Excerpt provided: Begin
The following code is both legal and more explicit:

public func foo<T : SomeClass>(obj: T, isActualClass: Bool) -> Int {
  if (isActualClass) {
    // Now we know that the unsafeReferenceCast is type safe.
    let actualRef = unsafeReferenceCast(obj, to: ActualClass.self)
    return actualRef.i
  }
  return obj.getVal()
}

Examples

Layout Compatible Examples

Calls to mcompatible, compatible, and incompatible reflect Layout Compatible Rules as their names signify. Calls to unknown take invalidly formed addresses:

class C {
  var i: Int32 = 7
}

class D {
  var i: Int32 = 11
}

struct S1 {
  var i: Int32
}

struct S2 {
  var i: Int32
  var j: Int32
}

struct S3 {
  var i: Int32
  var j: Int32
  var k: Int32
}

struct S2_1 {
  var s2: S2
  var i: Int32
}

enum E1 {
  case Payload(Int32)
Excerpt provided: End
*What you need to do:*
Please list the name of every struct declared in the excerpt on layout compatibility.
Provided data: Begin
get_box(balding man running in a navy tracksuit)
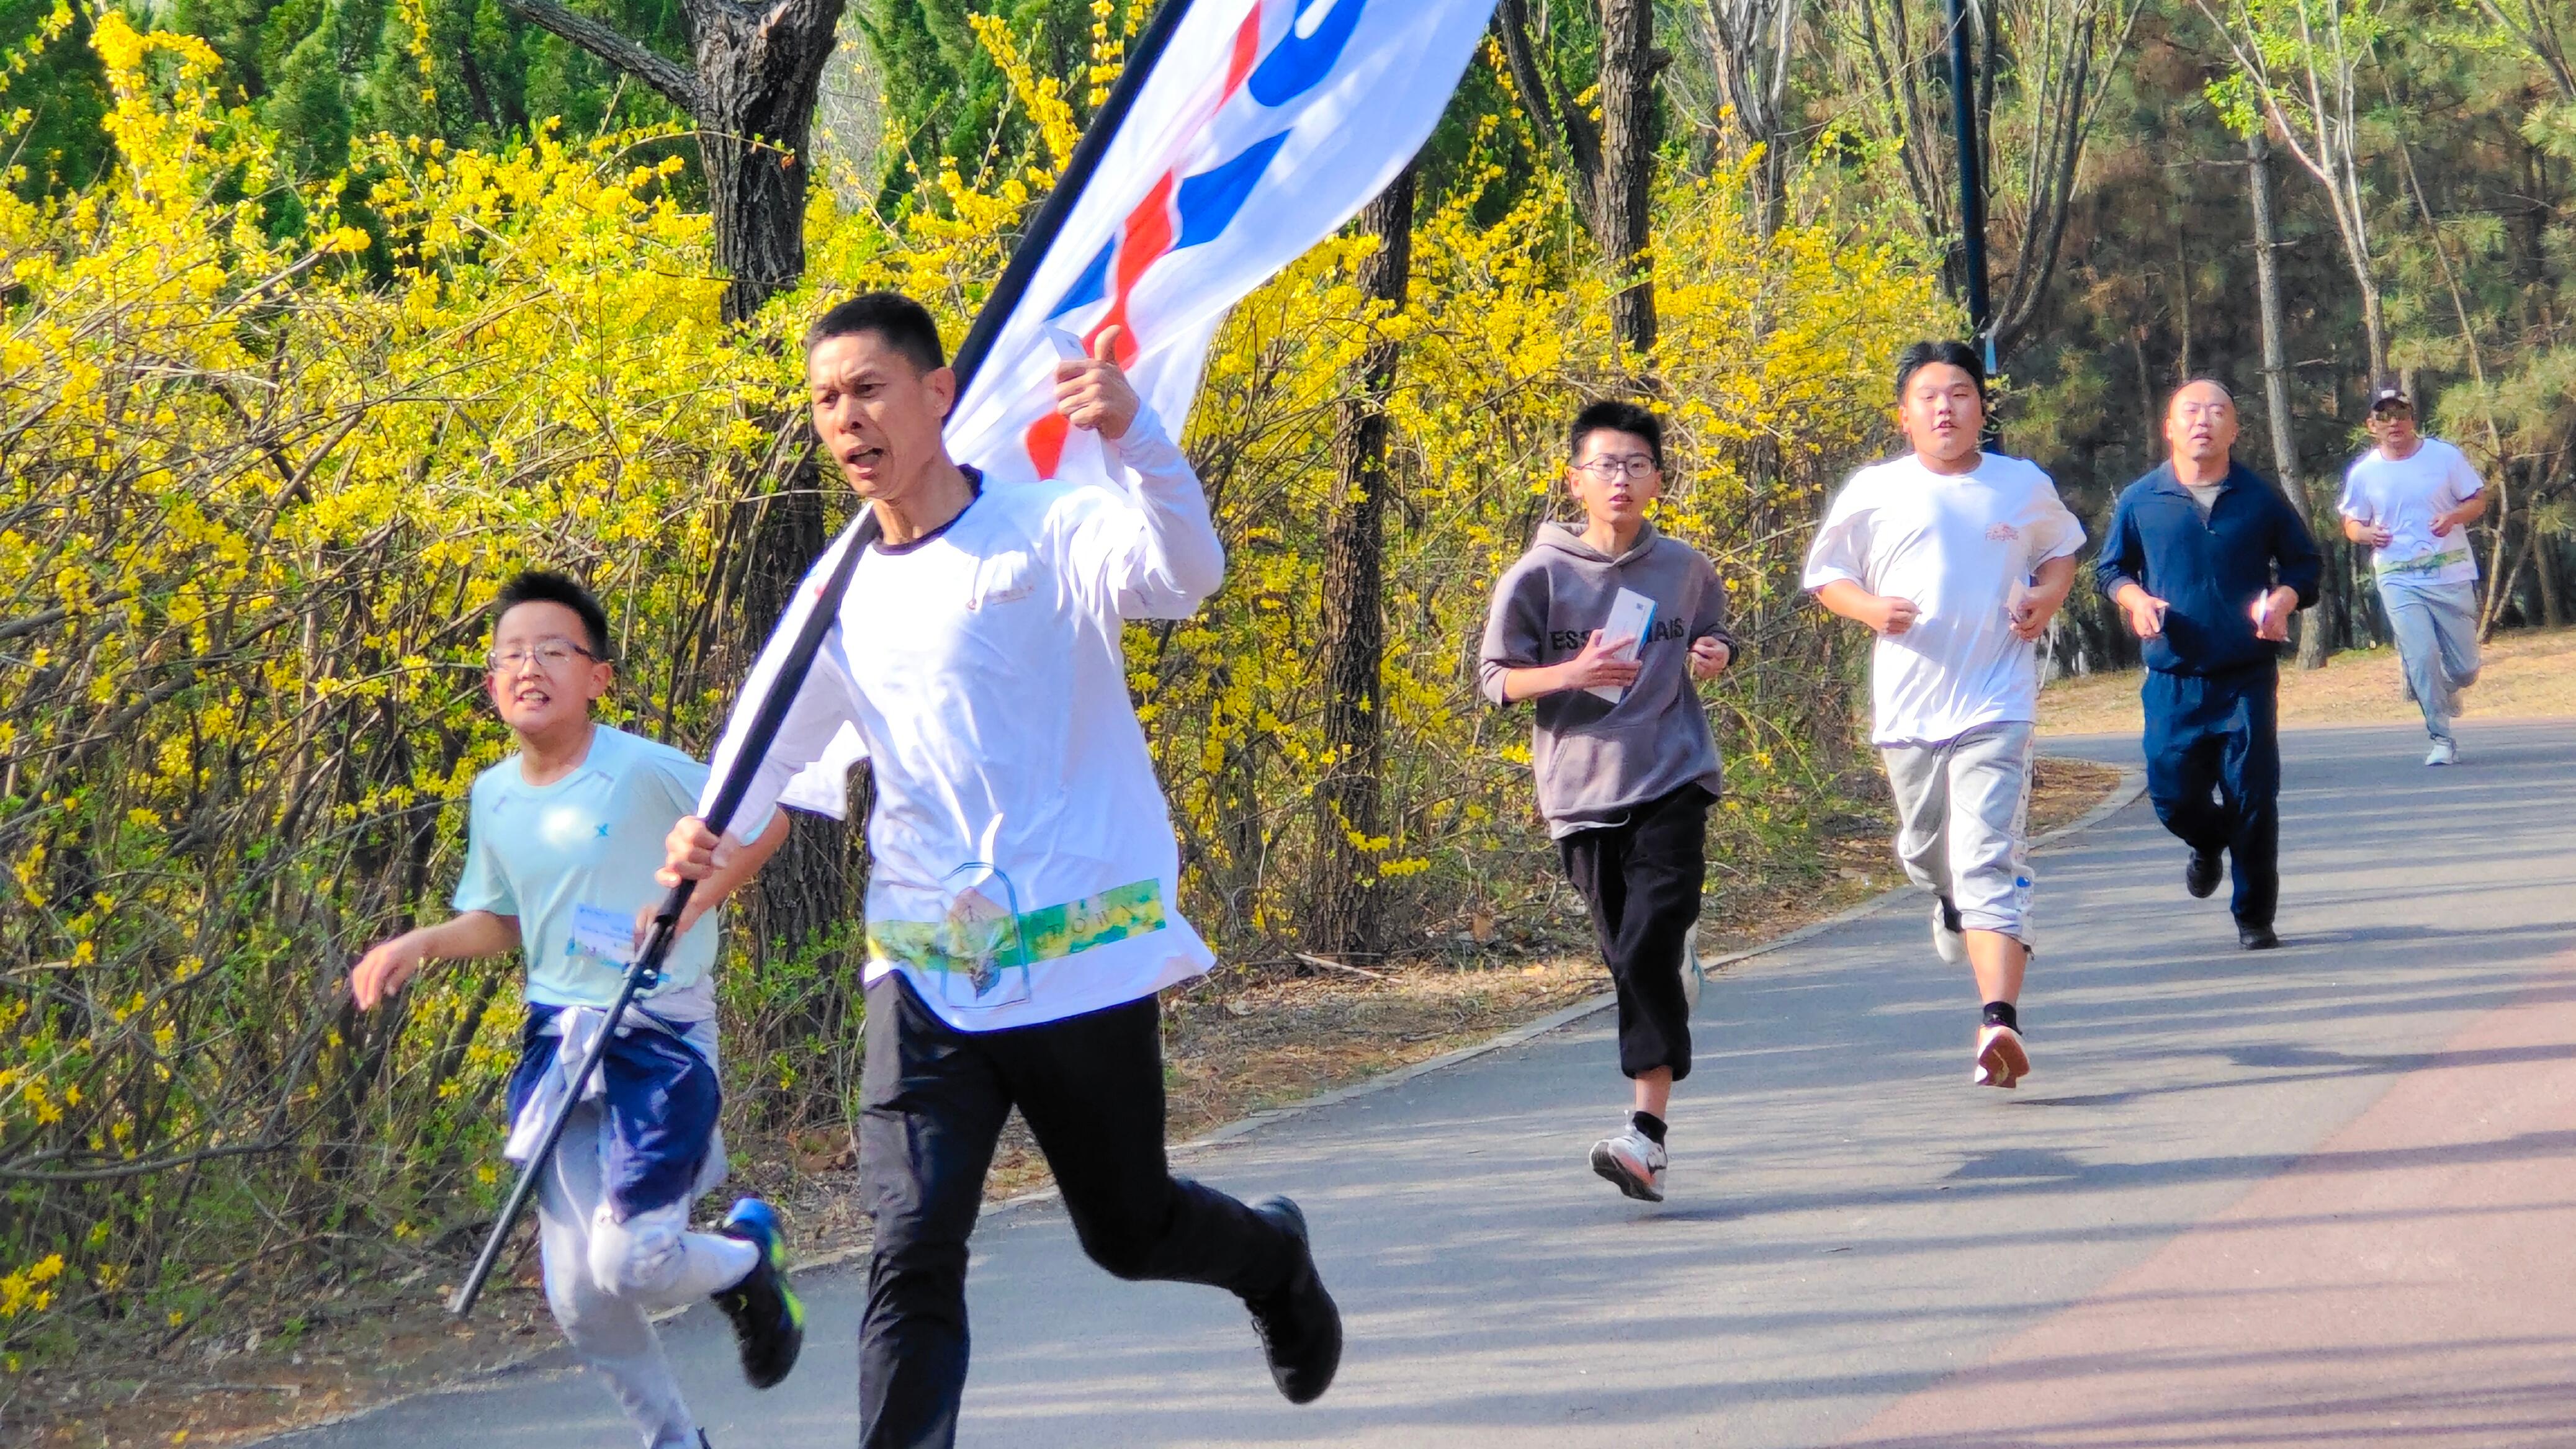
Provided data: End
*Reply:*
S1, S2, S3, S2_1